EXTRAHIERTER TEXT:
----

So schweigen wir in unseren christlichen Ehen, Pfarren, in den Ordensgemeinschaften, in unseren diözesanen und karitativen Einrichtungen und reden uns und anderen noch ein, unsere Konfliktvermeidungsstrategien hätten mit Christentum und Nächstenliebe zu tun.

Wir schlucken vieles hinunter, wir versuchen hinter dem Rücken des Betroffenen unseren Kummer über ihn loszuwerden. Manchmal wird auch mit gutem Gewissen intrigiert.

Hat dieses Schweigen wirklich immer soviel mit Nächstenliebe zu tun? Ich werde den Verdacht nicht los, daß sich hinter dieser scheinbar so christlichen Tugend des Schweigens sehr oft nichts als unsere ganz gewöhnliche Feigheit, unsere Angst und manchmal auch unser Desinteresse am Nächsten und unsere Lieblosigkeit verbergen.

Mag sein, daß dieses feige Vermeiden aller offenen Konflikte, dieses „Alles-Zudek-ken”, allgemein üblich ist. Manche behaupten allerdings, es sei unter Christen besonders häufig anzutreffen, weil die immer „lieb und nett” zueinander sein sollen und wollen und dabei ganz übersehen, daß dieser meist zugleich bequemste Weg echte zwischenmenschliche Beziehungen und das persönliche Wachsen des

Nächsten behindert.

Ich erfuhr vor kurzem, daß der prominente Katholik B. schon lange etwas gegen mich habe und das auch schon an verschiedenen Stellen deponierte. Beides ist sein gutes Recht.

Doch wenn ich ihm begegnete, war er immer außerordentlich freundlich und gab mir damit keine Gelegenheit, diese Sache (welche überhaupt?) zu besprechen, vielleicht ein Mißverständnis zu klären, einen Fehler zuzugeben, seine Einstellung kennenzulernen und meine davon abzugrenzen. Warum suchte er nicht das offene und ehrliche Gespräch?

Wir dürfen und sollen miteinander umgehen wie Brüder und Schwestern. Unter guten Geschwistern gibt es das offene Wort, da scheut man nicht den Konflikt, denn man ist sich des prinzipiellen gegenseitigen Wohlwollens sicher. Da will aber auch nicht einer dem anderen „die Wahrheit” an den Kopf werfen, sondern seine subjektive Sicht der Dinge vorlegen und jeder ist interessiert an der Meinung des anderen.

Wir reden miteinander, wir akzeptieren einander, wir erlauben einander das Anderssein, wir suchen gemeinsam eine Lösung, und dabei entstehen echte Beziehungen von Mensch zu Mensch. „Vater unser” beten wir miteinander. Wer sonst hat schon so gute Voraussetzungen für die echt brüderliche Haltung im Alltag?

Ich weiß, daß das alles trotzdem sehr nach Utopie klingt. Ich weiß aber auch, daß es sich auszahlt, sich auf den Weg zu machen und zu versuchen, sich auf dieses ehrliche brüderlich-schwesterliche Miteinander einzulassen - auch wenn es unterwegs viele Rückschläge und Enttäuschungen gibt.

Der erste Schritt wäre das ehrliche Eingeständnis unserer Angst und Feigheit, sodaß wir uns und anderen nicht mehr vormachen, daß unser Schweigen immer nur Nächstenliebe und Friedfertigkeit sei.

----

VORGEGEBENES ZIEL 1:
In welchen Zeilen der Einträge kommt das Wort „paved“ vor? Suche jede dieser Zeilen heraus und kopiere sie vollständig.
Der Text über das Schweigen unter Christen und die Einträge sind voneinander unabhängiges Material.

(Einträge zur Koordinatenannotation)
----

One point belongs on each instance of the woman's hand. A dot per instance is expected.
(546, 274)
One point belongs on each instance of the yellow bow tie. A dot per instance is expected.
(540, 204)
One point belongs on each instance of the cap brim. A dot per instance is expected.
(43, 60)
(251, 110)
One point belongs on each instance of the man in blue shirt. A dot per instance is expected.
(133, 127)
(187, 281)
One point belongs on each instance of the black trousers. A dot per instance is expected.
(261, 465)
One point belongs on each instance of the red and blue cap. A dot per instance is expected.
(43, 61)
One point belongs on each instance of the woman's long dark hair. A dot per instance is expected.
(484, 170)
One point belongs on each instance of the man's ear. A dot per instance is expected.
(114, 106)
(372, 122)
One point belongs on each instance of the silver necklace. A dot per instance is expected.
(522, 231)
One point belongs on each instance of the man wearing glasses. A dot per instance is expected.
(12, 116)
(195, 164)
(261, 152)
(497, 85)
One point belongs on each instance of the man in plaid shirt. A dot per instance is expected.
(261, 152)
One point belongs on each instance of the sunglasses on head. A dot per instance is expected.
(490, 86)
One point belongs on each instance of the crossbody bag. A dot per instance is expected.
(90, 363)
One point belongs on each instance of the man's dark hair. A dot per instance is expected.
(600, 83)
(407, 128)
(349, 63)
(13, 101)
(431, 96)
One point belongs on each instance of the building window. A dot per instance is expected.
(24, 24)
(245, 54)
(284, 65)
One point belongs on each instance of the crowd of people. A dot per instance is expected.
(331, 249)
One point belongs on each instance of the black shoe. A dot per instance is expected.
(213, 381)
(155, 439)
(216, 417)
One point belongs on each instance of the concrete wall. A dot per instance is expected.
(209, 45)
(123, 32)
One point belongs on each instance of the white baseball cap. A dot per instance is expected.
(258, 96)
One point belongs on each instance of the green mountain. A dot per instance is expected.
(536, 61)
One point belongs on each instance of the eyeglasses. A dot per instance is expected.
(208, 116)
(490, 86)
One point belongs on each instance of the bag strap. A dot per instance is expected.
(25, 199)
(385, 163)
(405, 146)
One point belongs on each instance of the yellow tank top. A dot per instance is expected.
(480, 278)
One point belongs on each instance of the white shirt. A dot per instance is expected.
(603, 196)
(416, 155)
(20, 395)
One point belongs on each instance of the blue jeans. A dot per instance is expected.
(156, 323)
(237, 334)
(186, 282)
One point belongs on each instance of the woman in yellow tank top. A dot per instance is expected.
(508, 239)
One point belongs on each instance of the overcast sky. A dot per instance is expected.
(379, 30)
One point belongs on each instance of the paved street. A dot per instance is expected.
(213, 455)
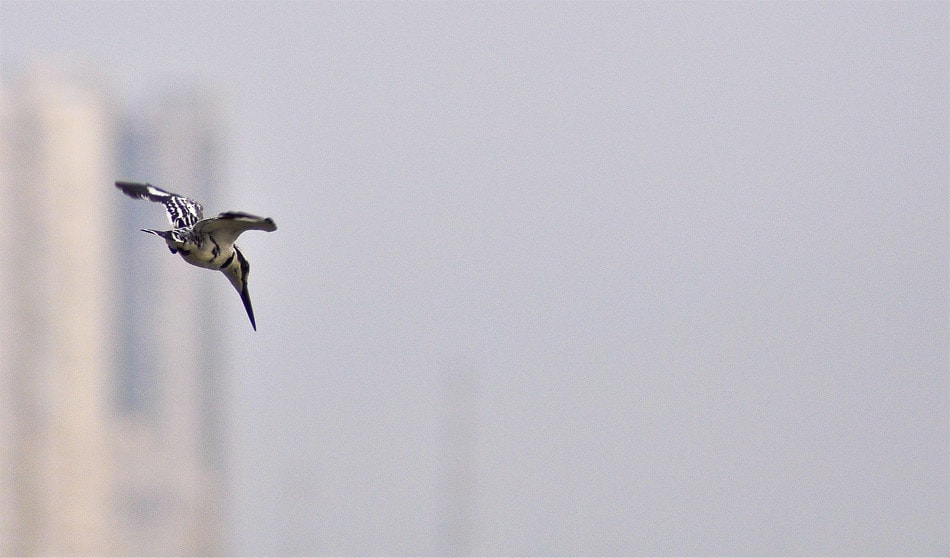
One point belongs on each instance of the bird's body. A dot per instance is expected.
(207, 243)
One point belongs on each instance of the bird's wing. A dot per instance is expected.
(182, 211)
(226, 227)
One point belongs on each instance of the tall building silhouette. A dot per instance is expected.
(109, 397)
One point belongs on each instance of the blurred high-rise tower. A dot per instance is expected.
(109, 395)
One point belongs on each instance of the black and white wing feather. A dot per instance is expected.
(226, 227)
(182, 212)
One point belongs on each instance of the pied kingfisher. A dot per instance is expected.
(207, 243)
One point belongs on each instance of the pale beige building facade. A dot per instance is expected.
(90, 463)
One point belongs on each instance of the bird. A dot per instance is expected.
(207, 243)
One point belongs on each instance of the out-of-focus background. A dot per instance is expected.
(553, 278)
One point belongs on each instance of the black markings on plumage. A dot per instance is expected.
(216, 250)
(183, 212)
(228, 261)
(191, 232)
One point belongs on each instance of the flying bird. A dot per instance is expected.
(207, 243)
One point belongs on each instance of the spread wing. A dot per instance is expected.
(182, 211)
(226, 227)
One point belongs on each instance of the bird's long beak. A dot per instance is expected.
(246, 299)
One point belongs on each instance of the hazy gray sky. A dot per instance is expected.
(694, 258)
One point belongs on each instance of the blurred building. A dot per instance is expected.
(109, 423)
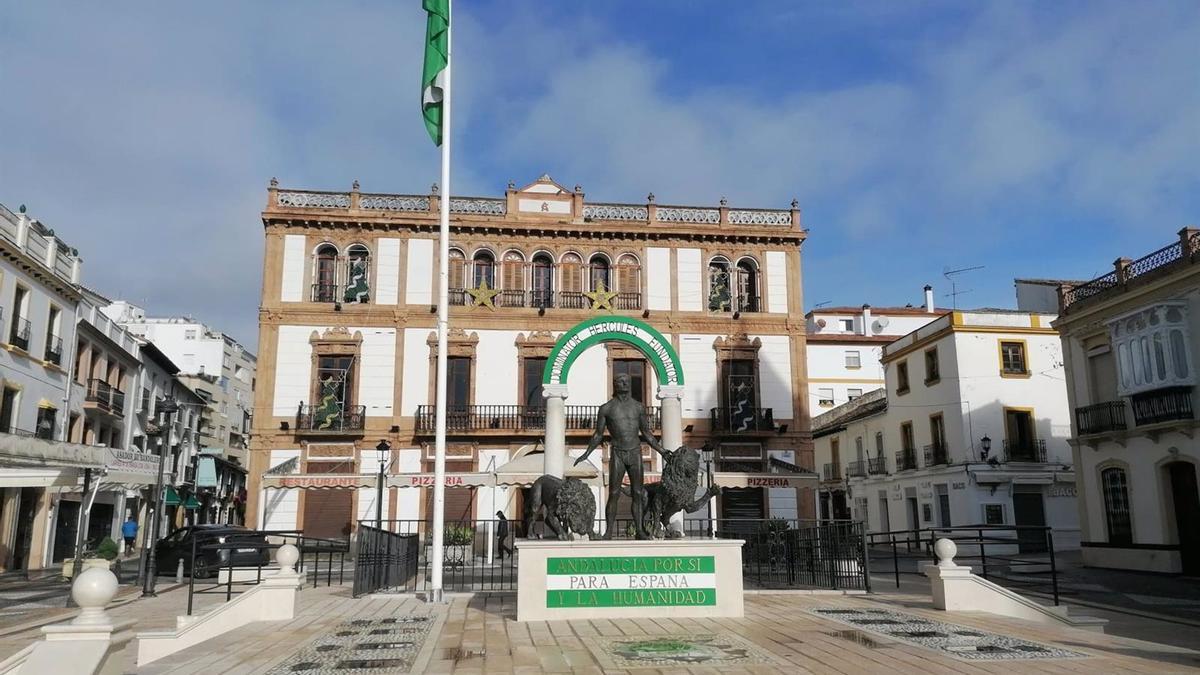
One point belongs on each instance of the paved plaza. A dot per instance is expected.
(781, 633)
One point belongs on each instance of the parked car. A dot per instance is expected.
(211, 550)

----

VORGEGEBENES ZIEL 2:
Gib aus dem Text über das Schweigen unter Christen alles von „Mag sein, daß“ bis hinunter zu „Nächsten behindert.“ wortgetreu wieder.

SCHRIFTLICHE ANTWORT 1:
One point belongs on each instance of the paved street. A dot per instance is expected.
One point belongs on each instance of the paved plaza. A dot per instance is expected.

SCHRIFTLICHE ANTWORT 2:
Mag sein, daß dieses feige Vermeiden aller offenen Konflikte, dieses „Alles-Zudek-ken”, allgemein üblich ist. Manche behaupten allerdings, es sei unter Christen besonders häufig anzutreffen, weil die immer „lieb und nett” zueinander sein sollen und wollen und dabei ganz übersehen, daß dieser meist zugleich bequemste Weg echte zwischenmenschliche Beziehungen und das persönliche Wachsen des

Nächsten behindert.